§ **Passage provided**
________________________________________


  • I find friendships extremely exhausting however I do have a couple of friends but I probably only see them a few times a year.

    I can just about manage short socialising periods with my partners friends but this can leave me feeling exhausted and I find it so much effort and realise that I just can’t seem to manage this socialising lark like I wish I could. I do sometimes look at people and think, how do they have so much to talk about, how can they go about conversation so freely and with such confidence and conviction and I do at times feel a bit sad about it but I’m coming to the point of acceptance, that friendships to me are different to what i once thought they should be.

    Ive only just been diagnosed with ASD in July, and I’m now realising so many things about myself and feel I can finally unmask and be me. Though this is coming with a huge amount of emotional challenges.

    I’m finding a lot of comfort in this forum though even after only joining 2 days ago, I have realised that wow I really do have ASD and things past and present really are starting to make sense for the first time.

  • It's easer for Autistic people to make friends online. Even in my younger years when I had offline friends, my closer friends were at home online.

________________________________________

§ **Supplied material**
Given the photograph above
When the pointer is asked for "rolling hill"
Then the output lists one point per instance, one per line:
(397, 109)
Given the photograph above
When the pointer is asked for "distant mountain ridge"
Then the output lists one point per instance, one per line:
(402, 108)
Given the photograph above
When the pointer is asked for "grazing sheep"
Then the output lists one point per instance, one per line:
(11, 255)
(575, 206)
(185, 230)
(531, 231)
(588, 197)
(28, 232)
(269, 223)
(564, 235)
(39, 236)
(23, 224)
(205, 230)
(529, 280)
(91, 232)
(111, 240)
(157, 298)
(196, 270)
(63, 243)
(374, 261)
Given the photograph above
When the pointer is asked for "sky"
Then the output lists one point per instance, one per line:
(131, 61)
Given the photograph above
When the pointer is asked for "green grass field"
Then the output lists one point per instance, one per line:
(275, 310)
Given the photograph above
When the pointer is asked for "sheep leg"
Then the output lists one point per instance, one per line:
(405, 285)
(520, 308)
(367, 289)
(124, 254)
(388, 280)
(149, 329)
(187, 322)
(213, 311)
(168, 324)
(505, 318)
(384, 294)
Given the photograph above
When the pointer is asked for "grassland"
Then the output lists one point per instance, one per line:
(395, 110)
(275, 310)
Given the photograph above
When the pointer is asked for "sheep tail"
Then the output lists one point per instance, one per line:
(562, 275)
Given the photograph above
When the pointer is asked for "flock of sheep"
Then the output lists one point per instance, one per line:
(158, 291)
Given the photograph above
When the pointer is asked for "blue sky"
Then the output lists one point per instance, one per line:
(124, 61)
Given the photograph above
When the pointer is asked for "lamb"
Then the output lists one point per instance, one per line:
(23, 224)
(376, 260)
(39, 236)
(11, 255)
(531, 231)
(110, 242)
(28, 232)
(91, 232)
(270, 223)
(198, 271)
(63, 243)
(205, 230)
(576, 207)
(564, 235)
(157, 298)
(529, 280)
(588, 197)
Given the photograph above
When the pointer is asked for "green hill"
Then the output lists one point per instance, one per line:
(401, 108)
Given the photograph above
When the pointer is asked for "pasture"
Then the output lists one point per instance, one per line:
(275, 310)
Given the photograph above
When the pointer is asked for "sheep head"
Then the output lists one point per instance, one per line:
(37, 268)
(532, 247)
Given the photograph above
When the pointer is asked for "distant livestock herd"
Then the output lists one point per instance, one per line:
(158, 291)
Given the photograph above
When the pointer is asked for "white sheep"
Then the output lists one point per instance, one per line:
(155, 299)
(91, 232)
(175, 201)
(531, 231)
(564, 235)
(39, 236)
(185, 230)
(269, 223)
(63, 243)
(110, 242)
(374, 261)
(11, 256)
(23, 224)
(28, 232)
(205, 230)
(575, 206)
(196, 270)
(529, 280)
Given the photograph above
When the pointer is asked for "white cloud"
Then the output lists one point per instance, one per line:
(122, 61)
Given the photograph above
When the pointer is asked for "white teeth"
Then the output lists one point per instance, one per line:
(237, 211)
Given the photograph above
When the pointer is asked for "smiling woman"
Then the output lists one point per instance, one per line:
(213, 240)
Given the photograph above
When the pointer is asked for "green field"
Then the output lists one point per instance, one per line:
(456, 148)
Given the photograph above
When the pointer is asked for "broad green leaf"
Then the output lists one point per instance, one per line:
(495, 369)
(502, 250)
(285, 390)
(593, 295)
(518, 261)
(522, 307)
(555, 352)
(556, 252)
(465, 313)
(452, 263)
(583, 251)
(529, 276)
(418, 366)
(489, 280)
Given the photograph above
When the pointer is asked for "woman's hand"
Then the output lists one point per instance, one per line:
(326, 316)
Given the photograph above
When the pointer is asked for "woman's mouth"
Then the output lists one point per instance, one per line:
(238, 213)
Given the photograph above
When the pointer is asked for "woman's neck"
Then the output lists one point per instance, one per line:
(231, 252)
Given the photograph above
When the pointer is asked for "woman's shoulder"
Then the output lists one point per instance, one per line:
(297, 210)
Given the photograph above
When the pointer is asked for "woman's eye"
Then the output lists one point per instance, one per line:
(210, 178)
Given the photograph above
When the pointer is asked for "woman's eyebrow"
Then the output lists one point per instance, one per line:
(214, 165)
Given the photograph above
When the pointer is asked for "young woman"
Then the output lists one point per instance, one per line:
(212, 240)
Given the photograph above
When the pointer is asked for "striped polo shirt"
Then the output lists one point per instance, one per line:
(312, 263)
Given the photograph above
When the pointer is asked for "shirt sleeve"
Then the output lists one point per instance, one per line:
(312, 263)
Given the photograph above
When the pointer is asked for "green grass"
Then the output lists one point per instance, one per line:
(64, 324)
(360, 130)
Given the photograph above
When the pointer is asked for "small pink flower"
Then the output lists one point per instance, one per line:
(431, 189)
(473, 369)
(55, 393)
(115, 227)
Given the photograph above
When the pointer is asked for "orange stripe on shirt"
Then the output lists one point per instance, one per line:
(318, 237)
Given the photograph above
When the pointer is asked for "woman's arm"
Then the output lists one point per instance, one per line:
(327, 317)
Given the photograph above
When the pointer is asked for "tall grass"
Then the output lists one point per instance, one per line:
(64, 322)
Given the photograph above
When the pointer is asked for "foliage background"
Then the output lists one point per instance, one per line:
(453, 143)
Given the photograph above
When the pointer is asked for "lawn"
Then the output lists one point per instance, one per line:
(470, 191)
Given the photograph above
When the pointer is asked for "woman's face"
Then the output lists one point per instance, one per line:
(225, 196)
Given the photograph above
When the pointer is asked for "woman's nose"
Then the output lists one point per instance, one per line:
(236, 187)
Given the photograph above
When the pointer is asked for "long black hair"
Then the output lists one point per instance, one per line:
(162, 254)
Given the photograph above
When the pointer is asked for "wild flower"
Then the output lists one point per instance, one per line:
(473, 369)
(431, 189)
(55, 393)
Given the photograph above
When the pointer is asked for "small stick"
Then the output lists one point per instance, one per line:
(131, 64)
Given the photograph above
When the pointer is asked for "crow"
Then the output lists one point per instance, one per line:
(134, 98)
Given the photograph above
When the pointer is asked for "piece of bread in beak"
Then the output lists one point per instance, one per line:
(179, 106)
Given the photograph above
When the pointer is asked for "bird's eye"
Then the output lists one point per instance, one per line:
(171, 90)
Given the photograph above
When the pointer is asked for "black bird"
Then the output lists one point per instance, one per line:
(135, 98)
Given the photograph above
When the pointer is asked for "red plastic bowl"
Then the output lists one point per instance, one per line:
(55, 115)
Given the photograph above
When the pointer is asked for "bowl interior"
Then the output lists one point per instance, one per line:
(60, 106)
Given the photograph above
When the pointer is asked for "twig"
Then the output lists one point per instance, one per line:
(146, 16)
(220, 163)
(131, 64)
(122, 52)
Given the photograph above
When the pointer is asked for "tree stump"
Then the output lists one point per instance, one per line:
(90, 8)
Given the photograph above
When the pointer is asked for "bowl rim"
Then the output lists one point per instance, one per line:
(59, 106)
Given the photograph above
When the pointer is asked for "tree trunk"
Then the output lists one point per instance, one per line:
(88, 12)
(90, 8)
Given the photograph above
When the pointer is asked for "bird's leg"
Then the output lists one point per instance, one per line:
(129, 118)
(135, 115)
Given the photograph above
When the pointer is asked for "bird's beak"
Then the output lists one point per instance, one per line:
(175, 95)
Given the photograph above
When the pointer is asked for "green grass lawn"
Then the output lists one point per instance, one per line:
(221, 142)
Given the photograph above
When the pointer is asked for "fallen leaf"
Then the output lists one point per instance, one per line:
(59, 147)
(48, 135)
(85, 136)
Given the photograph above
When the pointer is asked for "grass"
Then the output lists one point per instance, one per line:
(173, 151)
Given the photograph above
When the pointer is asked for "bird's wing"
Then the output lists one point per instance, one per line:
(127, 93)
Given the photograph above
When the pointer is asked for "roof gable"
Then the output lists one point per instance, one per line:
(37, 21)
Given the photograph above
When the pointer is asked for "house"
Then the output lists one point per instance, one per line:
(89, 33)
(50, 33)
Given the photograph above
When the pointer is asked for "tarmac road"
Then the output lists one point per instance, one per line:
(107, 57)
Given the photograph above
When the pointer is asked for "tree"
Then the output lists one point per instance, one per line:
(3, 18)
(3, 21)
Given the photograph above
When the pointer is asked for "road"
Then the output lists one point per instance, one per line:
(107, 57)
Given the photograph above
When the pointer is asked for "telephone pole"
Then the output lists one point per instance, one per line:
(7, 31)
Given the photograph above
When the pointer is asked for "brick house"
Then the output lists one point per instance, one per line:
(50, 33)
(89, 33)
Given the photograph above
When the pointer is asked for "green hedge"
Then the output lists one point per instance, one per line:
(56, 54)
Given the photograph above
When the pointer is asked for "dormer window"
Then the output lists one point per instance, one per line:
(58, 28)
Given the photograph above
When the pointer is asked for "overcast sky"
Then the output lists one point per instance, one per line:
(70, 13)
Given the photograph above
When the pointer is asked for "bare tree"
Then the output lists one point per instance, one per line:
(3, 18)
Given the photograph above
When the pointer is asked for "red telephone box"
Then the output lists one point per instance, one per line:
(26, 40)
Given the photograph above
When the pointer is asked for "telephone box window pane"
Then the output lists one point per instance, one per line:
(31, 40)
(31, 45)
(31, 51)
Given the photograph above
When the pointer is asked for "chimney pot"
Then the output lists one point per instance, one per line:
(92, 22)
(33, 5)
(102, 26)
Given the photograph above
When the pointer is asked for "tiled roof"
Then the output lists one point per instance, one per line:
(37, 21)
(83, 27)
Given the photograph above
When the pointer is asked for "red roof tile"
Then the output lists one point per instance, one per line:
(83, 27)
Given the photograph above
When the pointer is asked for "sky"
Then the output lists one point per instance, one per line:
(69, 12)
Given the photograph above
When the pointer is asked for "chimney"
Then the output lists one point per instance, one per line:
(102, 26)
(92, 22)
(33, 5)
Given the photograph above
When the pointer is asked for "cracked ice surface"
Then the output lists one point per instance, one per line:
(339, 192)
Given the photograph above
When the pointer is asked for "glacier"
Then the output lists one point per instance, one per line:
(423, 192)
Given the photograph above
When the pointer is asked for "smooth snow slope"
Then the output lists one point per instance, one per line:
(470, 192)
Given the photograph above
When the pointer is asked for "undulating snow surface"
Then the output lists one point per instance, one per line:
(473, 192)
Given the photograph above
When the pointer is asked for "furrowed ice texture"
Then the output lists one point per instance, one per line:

________________________________________

§ **Instructions**
a - Reproduce the posts on autism and friendship, everything from "I’m finding a" down to "at home online.", substituting "community" for "forum".
b - In the posts on autism and friendship, in what month was the writer diagnosed with ASD?
c - Using the posts on autism and friendship, explain in one to three sentences why the writer now feels able to unmask and be themselves.

§ **Solutions for each task**
a -
I’m finding a lot of comfort in this community though even after only joining 2 days ago, I have realised that wow I really do have ASD and things past and present really are starting to make sense for the first time.

  • It's easer for Autistic people to make friends online. Even in my younger years when I had offline friends, my closer friends were at home online.

b - July.

c - The writer was diagnosed with ASD in July. Since then, the writer has been realizing many things about themselves, which makes them feel they can finally unmask and be themselves.